▶ _WORK INSTRUCTIONS_:
The expected output is the data itself, duplicated in full.

▶ _DATA EXCERPTS_:
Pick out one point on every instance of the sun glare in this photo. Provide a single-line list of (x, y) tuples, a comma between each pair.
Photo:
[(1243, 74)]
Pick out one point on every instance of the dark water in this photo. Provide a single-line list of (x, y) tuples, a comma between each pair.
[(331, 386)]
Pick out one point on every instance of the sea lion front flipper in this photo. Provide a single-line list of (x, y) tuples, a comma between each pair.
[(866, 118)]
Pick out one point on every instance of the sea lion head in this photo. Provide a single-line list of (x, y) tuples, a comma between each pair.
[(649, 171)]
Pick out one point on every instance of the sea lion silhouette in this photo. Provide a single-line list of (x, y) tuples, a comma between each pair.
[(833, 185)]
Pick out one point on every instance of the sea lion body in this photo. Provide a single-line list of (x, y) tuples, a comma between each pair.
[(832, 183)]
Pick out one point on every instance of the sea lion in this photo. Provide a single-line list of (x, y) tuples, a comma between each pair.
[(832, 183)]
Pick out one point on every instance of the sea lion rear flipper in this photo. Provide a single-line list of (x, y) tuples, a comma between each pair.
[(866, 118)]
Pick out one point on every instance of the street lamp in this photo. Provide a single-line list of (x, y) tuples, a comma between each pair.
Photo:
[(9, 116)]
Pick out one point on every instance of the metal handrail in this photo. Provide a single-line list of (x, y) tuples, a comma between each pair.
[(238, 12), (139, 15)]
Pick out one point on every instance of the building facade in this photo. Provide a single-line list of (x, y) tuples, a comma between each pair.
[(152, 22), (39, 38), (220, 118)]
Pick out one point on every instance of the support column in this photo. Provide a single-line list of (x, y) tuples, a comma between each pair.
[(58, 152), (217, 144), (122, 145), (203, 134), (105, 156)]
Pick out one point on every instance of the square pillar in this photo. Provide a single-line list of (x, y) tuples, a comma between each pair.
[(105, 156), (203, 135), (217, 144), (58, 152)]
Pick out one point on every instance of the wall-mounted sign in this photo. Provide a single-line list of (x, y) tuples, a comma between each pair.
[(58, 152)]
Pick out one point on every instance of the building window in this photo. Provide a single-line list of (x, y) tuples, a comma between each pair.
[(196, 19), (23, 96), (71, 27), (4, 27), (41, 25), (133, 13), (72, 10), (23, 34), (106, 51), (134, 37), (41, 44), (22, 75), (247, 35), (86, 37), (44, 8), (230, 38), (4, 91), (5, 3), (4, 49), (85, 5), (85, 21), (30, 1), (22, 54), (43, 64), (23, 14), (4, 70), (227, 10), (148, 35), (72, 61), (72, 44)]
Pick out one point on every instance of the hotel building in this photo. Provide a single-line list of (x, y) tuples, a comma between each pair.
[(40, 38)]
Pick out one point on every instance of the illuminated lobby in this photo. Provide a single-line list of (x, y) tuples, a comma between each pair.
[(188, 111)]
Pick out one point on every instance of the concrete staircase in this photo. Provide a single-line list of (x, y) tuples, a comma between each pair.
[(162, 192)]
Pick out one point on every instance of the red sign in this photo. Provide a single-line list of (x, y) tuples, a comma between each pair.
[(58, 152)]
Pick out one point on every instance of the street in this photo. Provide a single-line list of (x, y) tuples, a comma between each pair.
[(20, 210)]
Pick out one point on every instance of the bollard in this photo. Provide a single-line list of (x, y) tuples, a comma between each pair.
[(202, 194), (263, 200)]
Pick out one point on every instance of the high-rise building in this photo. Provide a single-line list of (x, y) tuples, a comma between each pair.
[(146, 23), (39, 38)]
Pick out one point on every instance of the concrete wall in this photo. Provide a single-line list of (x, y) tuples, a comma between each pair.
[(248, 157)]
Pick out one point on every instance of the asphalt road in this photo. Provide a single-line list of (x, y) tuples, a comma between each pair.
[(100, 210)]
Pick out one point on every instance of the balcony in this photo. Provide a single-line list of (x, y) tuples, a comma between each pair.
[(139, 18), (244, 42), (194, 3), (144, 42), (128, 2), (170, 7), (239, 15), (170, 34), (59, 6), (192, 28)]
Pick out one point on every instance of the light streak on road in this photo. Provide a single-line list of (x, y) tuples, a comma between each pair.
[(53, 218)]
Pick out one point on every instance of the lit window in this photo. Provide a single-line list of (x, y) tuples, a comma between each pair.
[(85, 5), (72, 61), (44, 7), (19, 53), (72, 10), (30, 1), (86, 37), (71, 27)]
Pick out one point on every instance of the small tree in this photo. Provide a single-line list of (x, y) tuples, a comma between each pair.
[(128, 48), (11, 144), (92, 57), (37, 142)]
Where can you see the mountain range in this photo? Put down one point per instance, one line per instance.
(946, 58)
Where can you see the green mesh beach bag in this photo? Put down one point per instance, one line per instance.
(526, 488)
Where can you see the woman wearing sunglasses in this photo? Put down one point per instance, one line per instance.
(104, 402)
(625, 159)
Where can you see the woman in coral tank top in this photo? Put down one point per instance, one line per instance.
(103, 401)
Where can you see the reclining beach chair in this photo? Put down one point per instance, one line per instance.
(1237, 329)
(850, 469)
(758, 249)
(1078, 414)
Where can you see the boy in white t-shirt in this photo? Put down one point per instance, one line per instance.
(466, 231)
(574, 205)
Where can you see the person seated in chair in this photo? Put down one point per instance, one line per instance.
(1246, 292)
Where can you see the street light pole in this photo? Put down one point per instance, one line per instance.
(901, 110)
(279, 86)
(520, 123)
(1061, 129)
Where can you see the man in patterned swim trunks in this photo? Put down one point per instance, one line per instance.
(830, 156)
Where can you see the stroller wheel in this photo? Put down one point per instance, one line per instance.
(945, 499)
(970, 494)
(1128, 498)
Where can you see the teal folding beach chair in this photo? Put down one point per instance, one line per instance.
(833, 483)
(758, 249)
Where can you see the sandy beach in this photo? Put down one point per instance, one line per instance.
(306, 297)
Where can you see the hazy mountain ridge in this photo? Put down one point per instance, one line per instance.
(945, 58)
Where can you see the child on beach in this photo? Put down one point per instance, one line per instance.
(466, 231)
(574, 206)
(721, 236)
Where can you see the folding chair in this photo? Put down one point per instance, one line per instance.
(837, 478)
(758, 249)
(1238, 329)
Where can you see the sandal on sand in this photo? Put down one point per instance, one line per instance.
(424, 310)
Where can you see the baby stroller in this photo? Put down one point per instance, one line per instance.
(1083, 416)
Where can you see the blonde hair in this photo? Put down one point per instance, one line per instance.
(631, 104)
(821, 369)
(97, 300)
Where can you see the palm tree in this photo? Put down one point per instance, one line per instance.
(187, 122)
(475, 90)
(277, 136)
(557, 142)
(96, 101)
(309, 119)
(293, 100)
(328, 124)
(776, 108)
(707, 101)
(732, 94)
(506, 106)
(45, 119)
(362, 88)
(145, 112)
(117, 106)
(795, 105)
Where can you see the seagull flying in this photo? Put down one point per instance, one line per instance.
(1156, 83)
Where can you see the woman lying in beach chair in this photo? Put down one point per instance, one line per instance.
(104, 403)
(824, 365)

▶ _SOLUTION FOR THIS TASK_:
Pick out one point on every instance of the sun glare in this photo. Provide a single-line list of (x, y) tuples, a comma between each pair.
Photo:
[(1243, 74)]
Pick out one point on every instance of the dark water in this photo. Provide a single-line list of (x, y) tuples, a comma between each pair.
[(331, 386)]
Pick out one point on every instance of the sea lion front flipper in this photo. Provide a single-line list of (x, y) tuples, a comma between each pair.
[(866, 118)]
Pick out one point on every instance of the sea lion head in this photo. Provide a single-line list of (x, y) tuples, a comma between each pair.
[(649, 171)]
Pick out one point on every instance of the sea lion silhouette in this photo. Provide a single-line list of (x, y) tuples, a comma between each pair.
[(833, 185)]
Pick out one point on every instance of the sea lion body in this photo. Provide a single-line list of (x, y) tuples, a comma between each pair.
[(832, 183)]
Pick out one point on every instance of the sea lion in this photo. Provide a single-line list of (x, y) tuples, a comma between each pair.
[(832, 183)]
Pick out one point on every instance of the sea lion rear flipper in this photo. Provide a single-line list of (x, y) tuples, a comma between each pair.
[(866, 118)]
Pick out one point on every instance of the street lamp in this photo. Provide a single-line list of (x, y) tuples, a comma between each pair.
Photo:
[(9, 116)]
Pick out one point on every instance of the metal handrail in this photo. Provide a single-line list of (x, y) tuples, a comma between each pair.
[(238, 12), (139, 15)]
Pick out one point on every instance of the building facade in this photo. Provide a single-line list of (x, y) tuples, a comma between each pair.
[(152, 22), (39, 38), (220, 118)]
Pick out one point on every instance of the support column in this photo. Provide a single-line list of (x, y) tuples, a comma between each pair.
[(58, 152), (217, 144), (122, 145), (203, 134), (105, 156)]
Pick out one point on every instance of the square pillar in this photo. Provide a single-line list of (x, y) tuples, a comma between each pair.
[(105, 156), (203, 135), (217, 144), (58, 152)]
Pick out one point on every instance of the wall-mounted sign in this photo. Provide a single-line list of (x, y) tuples, a comma between each pair.
[(58, 152)]
Pick out one point on every instance of the building window in this photo. Provide a single-line list of (x, y) tuples, a comma between each pair.
[(196, 19), (23, 96), (71, 27), (4, 27), (41, 25), (133, 13), (72, 10), (23, 34), (106, 51), (134, 37), (41, 44), (22, 75), (247, 35), (86, 37), (44, 8), (230, 38), (4, 91), (5, 3), (4, 49), (85, 5), (85, 21), (30, 1), (22, 54), (43, 64), (23, 14), (4, 70), (227, 10), (148, 35), (72, 61), (72, 44)]
Pick out one point on every instance of the hotel building in this photo. Provide a single-line list of (x, y) tuples, a comma between each pair.
[(40, 38)]
Pick out one point on every instance of the illuminated lobby in this photo. Provide a single-line list of (x, y) tuples, a comma between each pair.
[(188, 111)]
Pick out one point on every instance of the concrete staircase in this photo. Provide a single-line list of (x, y) tuples, a comma between each pair.
[(162, 192)]
Pick out one point on every instance of the red sign in this photo. Provide a single-line list of (x, y) tuples, a comma between each pair.
[(58, 152)]
Pick out one point on every instance of the street in this photo. Provide a single-line list of (x, y) tuples, a comma between each pair.
[(20, 210)]
Pick out one point on every instance of the bollard in this photo. Provide a single-line list of (x, y) tuples, a comma between each pair.
[(202, 194), (263, 200)]
Pick out one point on every instance of the high-rise building in this photo. Provide a single-line list of (x, y) tuples, a comma between each pair.
[(146, 23), (39, 38)]
Pick out one point on every instance of the concrete wall in this photo. Provide a single-line list of (x, y) tuples, a comma between each pair.
[(248, 157)]
Pick out one point on every instance of the asphalt road in this photo. Provide a single-line list of (x, y) tuples, a comma between each pair.
[(100, 210)]
Pick out one point on every instance of the balcony in this photo. Provide a single-line list of (x, y) tuples, a comma between each pair.
[(139, 18), (244, 42), (194, 3), (144, 42), (128, 2), (170, 7), (239, 15), (170, 34), (59, 6), (192, 28)]
Pick out one point on every instance of the light streak on road in this photo. Provide a single-line list of (x, y) tuples, a comma between each pair.
[(53, 218)]
Pick out one point on every instance of the lit window in this photo. Provide a single-line list of (x, y) tuples, a comma between each pair.
[(85, 5), (72, 61), (44, 7), (19, 53), (72, 10), (30, 1), (86, 37), (71, 27)]
Pick out one point on every instance of the small tree in this photo. Provide a single-line list of (x, y) tuples, a comma between each pair.
[(128, 48), (11, 144), (92, 57), (37, 142)]
Where can you see the mountain range in this photo? Put down one point per instance, one line per instance.
(946, 58)
Where can you see the green mesh beach bag in this photo? Put down one point per instance, one line per instance.
(526, 488)
Where can you see the woman wearing sunglasses in this photo? Put down one point per instance, one line per instance.
(104, 402)
(625, 159)
Where can you see the woman in coral tank top in this photo? Put down one point per instance, one line per instance.
(103, 401)
Where can you see the reclining beach chair in this photo? Put down one point per instance, one line per instance.
(1237, 329)
(850, 469)
(758, 249)
(1078, 414)
Where can you see the boy in white t-shirt in this photo? Put down one point per instance, one line per instance.
(466, 231)
(574, 205)
Where can you see the person seated in chair in this photo? Put down one point per instance, one line per instance.
(1246, 292)
Where can you see the street light pole in this photo? Put down one point per instance, one line per instance.
(901, 110)
(279, 86)
(520, 123)
(1061, 129)
Where can you see the man in patterned swim trunks in this photo? Put down one point per instance, one line per instance.
(830, 156)
Where can you see the stroller wheel in this photo? Put down one point per instance, one line per instance.
(945, 499)
(970, 494)
(1128, 498)
Where can you see the teal folding beach chair in this photo? Put down one point per instance, one line per instance.
(833, 483)
(758, 249)
Where can you see the sandy beach in this photo? Put down one point per instance, one line per instance.
(306, 297)
Where can you see the hazy mountain ridge in this photo? Put down one point per instance, one line per instance.
(945, 58)
Where can you see the child on beach in this photo? Put down one point per instance, one line per instance.
(466, 231)
(574, 206)
(721, 236)
Where can you see the folding chair in this photo? Put down one point per instance, one line per instance.
(837, 478)
(758, 249)
(1238, 329)
Where can you see the sandal on sand in this photo? Put down one point per instance, one line per instance.
(424, 310)
Where can you see the baby stroller in this photo? Put down one point per instance, one line per instance.
(1083, 416)
Where can you see the blonde hair in this photo? Put down one point per instance, one line per instance.
(631, 104)
(821, 369)
(97, 300)
Where can you see the palm tree in this photo? Put down one point per instance, one line per instance.
(187, 122)
(475, 90)
(277, 136)
(557, 142)
(96, 101)
(309, 119)
(293, 100)
(328, 124)
(776, 108)
(707, 101)
(732, 94)
(506, 106)
(45, 119)
(362, 88)
(145, 112)
(117, 106)
(795, 105)
Where can you see the seagull flying in this photo? Put down one point per instance, one line per instance.
(1156, 83)
Where can you see the woman lying in beach chair in this photo? Put down one point per instance, one line per instance.
(104, 403)
(824, 365)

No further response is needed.